Imagem do Plano... desenhado por Fernando Perfeito de Magalhães

sábado, 7 de março de 2015

João de Sousa Brito: Entrevista a José Rino de Avelar Fróis (jornal O Alcoa, de 20/10/1949)


José Rino de Avelar Fróis, com a esposa e os 23 netos mais velhos (1)


O SENHOR JOSÉ RINO FRÓIS fala a O ALCOA
Por João de Sousa

Entrevista noturna. A Quinta de Alfeizerão adormecera já, no silêncio escuro da noite, comodamente recostada sobre os fofos areais das dunas de S. Martinho.
Mal saímos do carro que nos havia conduzido, logo avistámos o sorriso acolhedor e afável do Sr. José Rino Fróis. S. Exª já conhecia o fim que ali nos levava e por isso, sem mais preâmbulos, entramos decididamente no assunto.
- Podia o Sr. Fróis contar-nos as origens desta bela Quinta de que é proprietário?
- Esta Quinta fazia parte de uma grande propriedade que se compunha da maioria dos campos de Alfeizerão e que em 1797 era pertença do Sr. Francisco Manuel D’Affonseca e Silva. Conservo nos meus arquivos, datada daquele ano, uma planta feita em braças, levantada sob as ordens do Tenente Coronel Guilherme Elsden, pelo Capitão Engenheiro Joaquim de Oliveira e pelo ajudante Ricardo Franco de Almeida e Serra.
«Passou a propriedade para um sobrinho do Sr. Francisco Manuel D’Affonseca e Silva, o Sr. João Pereira da Silva D’Affonseca, fidalgo da Casa Real com exercício no Paço que por escritura de aforamento perpétuo feita em 30 de Setembro de 1857 no Palácio dos Condes da Lapa, em Lisboa, a passou para seu primo José Vitorino D’Affonseca Frois (2), meu avô, e para o Sr. José da Trindade Leitão.

DADOS A EXAMINAR
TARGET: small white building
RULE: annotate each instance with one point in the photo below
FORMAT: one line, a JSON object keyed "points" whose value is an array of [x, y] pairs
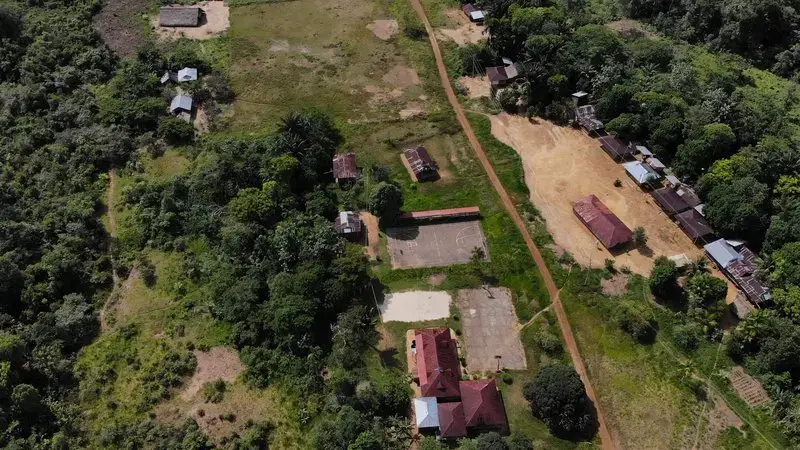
{"points": [[426, 412]]}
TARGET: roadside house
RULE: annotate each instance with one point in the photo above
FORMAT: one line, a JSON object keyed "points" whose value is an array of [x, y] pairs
{"points": [[421, 163], [615, 148], [669, 201], [344, 167], [348, 224], [740, 266], [179, 16], [601, 221]]}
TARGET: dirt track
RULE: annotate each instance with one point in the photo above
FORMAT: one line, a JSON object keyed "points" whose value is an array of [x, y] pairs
{"points": [[558, 308]]}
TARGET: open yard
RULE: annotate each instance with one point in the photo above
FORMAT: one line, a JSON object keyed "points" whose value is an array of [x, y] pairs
{"points": [[490, 330], [563, 165], [434, 245], [338, 56]]}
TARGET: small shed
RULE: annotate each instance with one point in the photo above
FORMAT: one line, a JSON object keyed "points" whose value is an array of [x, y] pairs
{"points": [[180, 103], [502, 75], [426, 413], [601, 221], [641, 172], [344, 167], [179, 16], [657, 165], [580, 98], [187, 74], [722, 253], [694, 225], [615, 148], [348, 224], [421, 163], [669, 201], [586, 118]]}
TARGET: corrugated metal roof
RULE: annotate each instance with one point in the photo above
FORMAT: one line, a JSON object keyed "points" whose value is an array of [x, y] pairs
{"points": [[482, 404], [722, 253], [452, 422], [179, 16], [426, 412], [641, 172], [601, 221], [181, 102], [187, 74], [344, 166], [442, 213]]}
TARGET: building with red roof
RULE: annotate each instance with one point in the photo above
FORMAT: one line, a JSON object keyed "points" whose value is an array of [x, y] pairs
{"points": [[438, 369], [601, 221], [483, 408], [452, 423]]}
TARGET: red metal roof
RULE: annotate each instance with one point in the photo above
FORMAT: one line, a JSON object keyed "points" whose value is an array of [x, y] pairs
{"points": [[482, 404], [437, 363], [601, 221], [344, 166], [451, 420], [440, 213]]}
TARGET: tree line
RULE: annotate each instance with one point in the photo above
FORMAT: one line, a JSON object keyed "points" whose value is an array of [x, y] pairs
{"points": [[724, 126]]}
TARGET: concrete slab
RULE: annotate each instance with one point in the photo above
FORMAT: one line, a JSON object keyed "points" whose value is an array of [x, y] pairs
{"points": [[415, 306], [490, 329], [434, 245]]}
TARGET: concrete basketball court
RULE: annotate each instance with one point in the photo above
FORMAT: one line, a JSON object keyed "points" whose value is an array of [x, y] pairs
{"points": [[490, 329], [434, 245]]}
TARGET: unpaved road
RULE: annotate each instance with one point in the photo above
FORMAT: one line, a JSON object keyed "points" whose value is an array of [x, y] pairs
{"points": [[558, 308]]}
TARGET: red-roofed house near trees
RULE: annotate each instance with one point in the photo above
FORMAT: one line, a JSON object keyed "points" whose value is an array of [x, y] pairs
{"points": [[483, 408], [438, 369], [601, 221]]}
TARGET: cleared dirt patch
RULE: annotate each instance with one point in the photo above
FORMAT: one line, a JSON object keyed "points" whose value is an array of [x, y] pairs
{"points": [[490, 330], [441, 244], [476, 86], [402, 77], [616, 285], [563, 165], [219, 363], [216, 22], [118, 25], [748, 388], [373, 234], [384, 29], [415, 306], [468, 33]]}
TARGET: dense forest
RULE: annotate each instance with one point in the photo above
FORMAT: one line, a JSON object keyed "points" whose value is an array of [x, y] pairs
{"points": [[721, 123]]}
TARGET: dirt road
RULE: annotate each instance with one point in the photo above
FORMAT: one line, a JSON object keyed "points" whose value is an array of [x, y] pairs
{"points": [[558, 308]]}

REQUISITOS DAS TAREFAS
1 - Reescreva em forma de lista o parágrafo do texto fornecido que começa por «Passou a propriedade para um sobrinho», mantendo os factos principais.
2 - Indique todas as datas e todos os anos que aparecem no texto fornecido.

RESPOSTAS POR TAREFA
1 -
- A propriedade passou para João Pereira da Silva D'Affonseca, sobrinho de Francisco Manuel D'Affonseca e Silva e fidalgo da Casa Real com exercício no Paço.
- Por escritura de aforamento perpétuo de 30 de setembro de 1857, lavrada no Palácio dos Condes da Lapa, em Lisboa, este transmitiu-a ao primo José Vitorino D'Affonseca Frois e a José da Trindade Leitão.
- José Vitorino D'Affonseca Frois era avô do entrevistado.

2 -
- 7 de março de 2015
- 20/10/1949
- 1797
- 30 de Setembro de 1857